* **Sezione di testo**:
▼

Niente da dire su tarallucci e vino: lo schietto vino del Monterbano.
Ma nel titolo ho scritto virno, con la r nel mezzo, che non è un errore. È semplicemente un fungo: l’ottimo prugnolo, altrove noto come fungo di San Giorgio. Però qui lo chiamano virno; che ci debbo fare? Anche lui ha la sua gran sagra, nel mese di maggio. Ed è ingrediente base della cucina cerretana, peraltro ricca di carni ovine e bovine grazie ai vasti pascoli d’altura dove gli armenti sono ancora oggi allevati bradi e possono nutrirsi di saporose erbe aromatiche appenniniche.
Ma torniamo al virno, fungo curioso. Primo, perché cresce nelle vernere,larghi cerchi d’erba nera conosciuti pure come cerchi delle streghe; secondo, perché emanano un vago sentore spermatico! Le vernere sarebbero, in altre parole, la traccia lasciata da innominabili pratiche sessuali di depravate fattucchiere. Sia come sia, nella buona stagione sono in molti ad andare a caccia di questa che non al naso, bensì al palato risulta sopraffina ghiottoneria.
Perché mi dilungo su questa gastronomica faccenda? Perché penso che, in quel fatale giugno del 1688, gli scampati al terribile sisma non solo dovettero arrangiarsi per sopravvivere ma, anche, cercare distrazione dalla distruzione che li attorniava. Caccia e raccolta, in poche parole: vecchie risorse. Raccolta di virni, appunto, e caccia di lumache, gustose e proteiche bestiole assurte a icona di quella saggezza slow necessaria anche – e soprattutto – in tempi di catastrofi.

▲

* **Record estratti**:
▼

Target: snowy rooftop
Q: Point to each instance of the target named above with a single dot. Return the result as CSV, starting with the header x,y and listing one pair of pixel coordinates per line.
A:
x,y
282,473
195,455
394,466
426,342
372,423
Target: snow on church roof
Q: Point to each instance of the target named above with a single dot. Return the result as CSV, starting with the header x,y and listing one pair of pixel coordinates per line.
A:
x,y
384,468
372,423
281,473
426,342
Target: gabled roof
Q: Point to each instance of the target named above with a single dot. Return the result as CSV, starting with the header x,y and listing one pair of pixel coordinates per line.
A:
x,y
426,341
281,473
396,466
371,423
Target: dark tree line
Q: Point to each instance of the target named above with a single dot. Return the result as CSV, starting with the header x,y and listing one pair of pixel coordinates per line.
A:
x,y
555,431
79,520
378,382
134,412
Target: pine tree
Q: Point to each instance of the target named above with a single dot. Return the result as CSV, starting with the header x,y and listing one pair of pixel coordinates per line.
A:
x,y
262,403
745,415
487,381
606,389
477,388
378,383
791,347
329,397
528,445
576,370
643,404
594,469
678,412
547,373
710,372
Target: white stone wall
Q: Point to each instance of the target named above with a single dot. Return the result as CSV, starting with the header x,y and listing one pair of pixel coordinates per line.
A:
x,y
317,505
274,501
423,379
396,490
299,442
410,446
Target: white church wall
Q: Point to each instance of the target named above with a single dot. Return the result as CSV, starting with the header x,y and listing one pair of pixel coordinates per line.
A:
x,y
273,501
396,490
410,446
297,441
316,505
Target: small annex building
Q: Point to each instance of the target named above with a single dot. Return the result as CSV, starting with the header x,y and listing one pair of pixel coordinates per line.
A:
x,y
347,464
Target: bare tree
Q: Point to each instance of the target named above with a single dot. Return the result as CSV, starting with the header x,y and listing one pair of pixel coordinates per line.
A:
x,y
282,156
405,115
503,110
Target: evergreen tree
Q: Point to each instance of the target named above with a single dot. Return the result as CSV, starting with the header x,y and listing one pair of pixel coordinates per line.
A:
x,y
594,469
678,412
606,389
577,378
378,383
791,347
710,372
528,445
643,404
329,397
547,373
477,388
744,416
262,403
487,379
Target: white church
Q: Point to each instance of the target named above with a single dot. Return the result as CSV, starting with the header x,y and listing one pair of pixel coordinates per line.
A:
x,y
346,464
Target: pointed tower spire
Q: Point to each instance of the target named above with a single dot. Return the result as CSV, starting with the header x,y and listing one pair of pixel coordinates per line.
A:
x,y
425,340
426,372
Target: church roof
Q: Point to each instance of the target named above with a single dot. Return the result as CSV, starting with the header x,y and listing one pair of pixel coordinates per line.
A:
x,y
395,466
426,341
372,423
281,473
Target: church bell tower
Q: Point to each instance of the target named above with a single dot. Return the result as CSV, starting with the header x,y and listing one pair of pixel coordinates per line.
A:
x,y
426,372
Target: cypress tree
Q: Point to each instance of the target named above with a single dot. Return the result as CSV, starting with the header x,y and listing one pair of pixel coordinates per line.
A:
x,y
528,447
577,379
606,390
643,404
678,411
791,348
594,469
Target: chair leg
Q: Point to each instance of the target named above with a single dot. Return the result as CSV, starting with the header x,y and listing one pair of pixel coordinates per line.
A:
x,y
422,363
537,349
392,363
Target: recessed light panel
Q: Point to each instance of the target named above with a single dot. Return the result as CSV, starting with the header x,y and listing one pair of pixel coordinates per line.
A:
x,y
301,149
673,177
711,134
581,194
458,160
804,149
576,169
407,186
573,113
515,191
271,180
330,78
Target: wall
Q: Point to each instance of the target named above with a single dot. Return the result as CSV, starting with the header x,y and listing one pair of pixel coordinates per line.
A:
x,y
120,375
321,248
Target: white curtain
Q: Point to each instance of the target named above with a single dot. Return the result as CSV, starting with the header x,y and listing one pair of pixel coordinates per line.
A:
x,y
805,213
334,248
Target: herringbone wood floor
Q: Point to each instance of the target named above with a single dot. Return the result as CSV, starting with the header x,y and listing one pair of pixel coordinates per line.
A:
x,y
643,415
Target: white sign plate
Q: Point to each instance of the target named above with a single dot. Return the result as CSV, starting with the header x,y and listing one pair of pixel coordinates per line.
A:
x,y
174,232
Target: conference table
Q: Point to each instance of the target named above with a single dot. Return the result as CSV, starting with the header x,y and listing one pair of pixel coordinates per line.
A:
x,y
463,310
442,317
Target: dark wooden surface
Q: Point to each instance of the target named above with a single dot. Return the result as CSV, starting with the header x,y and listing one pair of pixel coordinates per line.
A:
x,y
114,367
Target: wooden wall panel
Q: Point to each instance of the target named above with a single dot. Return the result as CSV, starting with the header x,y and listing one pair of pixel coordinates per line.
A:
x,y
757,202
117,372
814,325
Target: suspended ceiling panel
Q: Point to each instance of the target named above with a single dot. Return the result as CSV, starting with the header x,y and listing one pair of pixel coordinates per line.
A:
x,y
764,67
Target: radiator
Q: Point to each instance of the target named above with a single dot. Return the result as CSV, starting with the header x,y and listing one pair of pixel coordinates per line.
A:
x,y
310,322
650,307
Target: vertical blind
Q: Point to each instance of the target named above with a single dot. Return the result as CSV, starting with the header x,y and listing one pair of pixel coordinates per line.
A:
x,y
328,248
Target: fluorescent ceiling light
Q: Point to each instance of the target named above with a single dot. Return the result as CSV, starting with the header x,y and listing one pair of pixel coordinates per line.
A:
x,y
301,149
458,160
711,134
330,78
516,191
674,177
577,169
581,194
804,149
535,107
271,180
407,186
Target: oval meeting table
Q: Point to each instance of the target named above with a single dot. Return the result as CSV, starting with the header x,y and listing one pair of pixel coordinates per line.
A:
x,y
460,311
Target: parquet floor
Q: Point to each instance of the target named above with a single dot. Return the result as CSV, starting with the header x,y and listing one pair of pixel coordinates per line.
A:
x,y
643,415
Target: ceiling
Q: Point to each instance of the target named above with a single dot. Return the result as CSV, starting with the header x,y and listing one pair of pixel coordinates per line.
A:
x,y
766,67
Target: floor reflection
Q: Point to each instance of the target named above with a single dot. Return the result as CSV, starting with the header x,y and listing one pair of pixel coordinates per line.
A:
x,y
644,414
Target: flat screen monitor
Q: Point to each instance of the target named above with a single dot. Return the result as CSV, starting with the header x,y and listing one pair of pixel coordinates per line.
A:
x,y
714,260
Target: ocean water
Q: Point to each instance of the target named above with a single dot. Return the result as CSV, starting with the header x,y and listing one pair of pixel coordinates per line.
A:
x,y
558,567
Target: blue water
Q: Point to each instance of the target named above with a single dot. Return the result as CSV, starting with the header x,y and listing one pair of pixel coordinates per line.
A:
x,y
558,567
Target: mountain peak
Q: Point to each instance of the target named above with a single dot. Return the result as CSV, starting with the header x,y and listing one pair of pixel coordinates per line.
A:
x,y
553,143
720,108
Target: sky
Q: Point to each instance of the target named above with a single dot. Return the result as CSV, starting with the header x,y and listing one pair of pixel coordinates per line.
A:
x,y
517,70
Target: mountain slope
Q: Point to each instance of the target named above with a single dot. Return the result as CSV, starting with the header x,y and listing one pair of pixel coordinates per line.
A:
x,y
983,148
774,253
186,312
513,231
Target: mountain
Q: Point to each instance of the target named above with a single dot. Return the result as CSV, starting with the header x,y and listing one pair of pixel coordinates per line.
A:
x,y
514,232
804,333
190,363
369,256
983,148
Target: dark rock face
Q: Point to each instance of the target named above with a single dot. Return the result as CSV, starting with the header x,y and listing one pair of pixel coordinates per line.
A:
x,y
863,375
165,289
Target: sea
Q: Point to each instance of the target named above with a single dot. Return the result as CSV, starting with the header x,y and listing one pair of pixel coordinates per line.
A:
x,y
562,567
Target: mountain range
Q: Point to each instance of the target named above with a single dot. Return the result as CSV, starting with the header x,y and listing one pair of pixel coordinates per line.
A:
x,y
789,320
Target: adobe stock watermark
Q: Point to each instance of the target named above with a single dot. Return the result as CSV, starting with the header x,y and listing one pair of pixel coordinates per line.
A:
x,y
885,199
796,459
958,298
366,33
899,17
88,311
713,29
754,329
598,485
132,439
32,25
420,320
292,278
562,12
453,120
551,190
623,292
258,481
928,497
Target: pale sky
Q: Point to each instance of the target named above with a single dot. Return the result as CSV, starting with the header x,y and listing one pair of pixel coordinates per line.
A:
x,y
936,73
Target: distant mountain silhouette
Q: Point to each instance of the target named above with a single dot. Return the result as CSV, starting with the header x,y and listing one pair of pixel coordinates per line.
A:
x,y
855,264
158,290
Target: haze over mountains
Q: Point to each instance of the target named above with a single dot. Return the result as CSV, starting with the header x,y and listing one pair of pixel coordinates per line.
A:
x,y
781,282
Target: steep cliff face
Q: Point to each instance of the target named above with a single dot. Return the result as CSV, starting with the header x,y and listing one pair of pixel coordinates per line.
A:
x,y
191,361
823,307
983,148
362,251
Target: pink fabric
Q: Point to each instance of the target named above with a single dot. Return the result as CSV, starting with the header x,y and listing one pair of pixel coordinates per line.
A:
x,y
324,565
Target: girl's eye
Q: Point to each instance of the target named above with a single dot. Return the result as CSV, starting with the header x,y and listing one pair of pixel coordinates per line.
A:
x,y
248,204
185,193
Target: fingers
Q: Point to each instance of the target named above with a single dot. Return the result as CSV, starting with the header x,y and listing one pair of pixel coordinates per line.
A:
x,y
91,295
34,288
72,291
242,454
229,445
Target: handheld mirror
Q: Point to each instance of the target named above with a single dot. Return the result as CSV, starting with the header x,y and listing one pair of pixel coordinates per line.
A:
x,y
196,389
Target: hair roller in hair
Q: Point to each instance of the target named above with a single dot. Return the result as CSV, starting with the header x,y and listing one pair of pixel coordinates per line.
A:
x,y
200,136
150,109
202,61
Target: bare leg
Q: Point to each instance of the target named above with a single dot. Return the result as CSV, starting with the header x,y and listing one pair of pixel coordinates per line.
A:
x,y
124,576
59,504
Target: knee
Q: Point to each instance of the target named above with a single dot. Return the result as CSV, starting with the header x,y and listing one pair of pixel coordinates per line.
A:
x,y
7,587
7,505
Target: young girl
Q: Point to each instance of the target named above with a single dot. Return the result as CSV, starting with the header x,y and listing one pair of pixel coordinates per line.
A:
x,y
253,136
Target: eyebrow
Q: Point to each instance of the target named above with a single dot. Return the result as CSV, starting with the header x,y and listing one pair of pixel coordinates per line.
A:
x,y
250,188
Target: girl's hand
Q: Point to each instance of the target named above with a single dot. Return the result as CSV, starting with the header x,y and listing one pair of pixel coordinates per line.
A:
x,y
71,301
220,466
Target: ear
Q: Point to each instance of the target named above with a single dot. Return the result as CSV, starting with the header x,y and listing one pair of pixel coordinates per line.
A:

▲

* **Problema posto**:
Trascrivi per intero il testo sul virno, riproducendolo parola per parola senza alcuna modifica.

* **Compito svolto**:
Niente da dire su tarallucci e vino: lo schietto vino del Monterbano.
Ma nel titolo ho scritto virno, con la r nel mezzo, che non è un errore. È semplicemente un fungo: l’ottimo prugnolo, altrove noto come fungo di San Giorgio. Però qui lo chiamano virno; che ci debbo fare? Anche lui ha la sua gran sagra, nel mese di maggio. Ed è ingrediente base della cucina cerretana, peraltro ricca di carni ovine e bovine grazie ai vasti pascoli d’altura dove gli armenti sono ancora oggi allevati bradi e possono nutrirsi di saporose erbe aromatiche appenniniche.
Ma torniamo al virno, fungo curioso. Primo, perché cresce nelle vernere,larghi cerchi d’erba nera conosciuti pure come cerchi delle streghe; secondo, perché emanano un vago sentore spermatico! Le vernere sarebbero, in altre parole, la traccia lasciata da innominabili pratiche sessuali di depravate fattucchiere. Sia come sia, nella buona stagione sono in molti ad andare a caccia di questa che non al naso, bensì al palato risulta sopraffina ghiottoneria.
Perché mi dilungo su questa gastronomica faccenda? Perché penso che, in quel fatale giugno del 1688, gli scampati al terribile sisma non solo dovettero arrangiarsi per sopravvivere ma, anche, cercare distrazione dalla distruzione che li attorniava. Caccia e raccolta, in poche parole: vecchie risorse. Raccolta di virni, appunto, e caccia di lumache, gustose e proteiche bestiole assurte a icona di quella saggezza slow necessaria anche – e soprattutto – in tempi di catastrofi.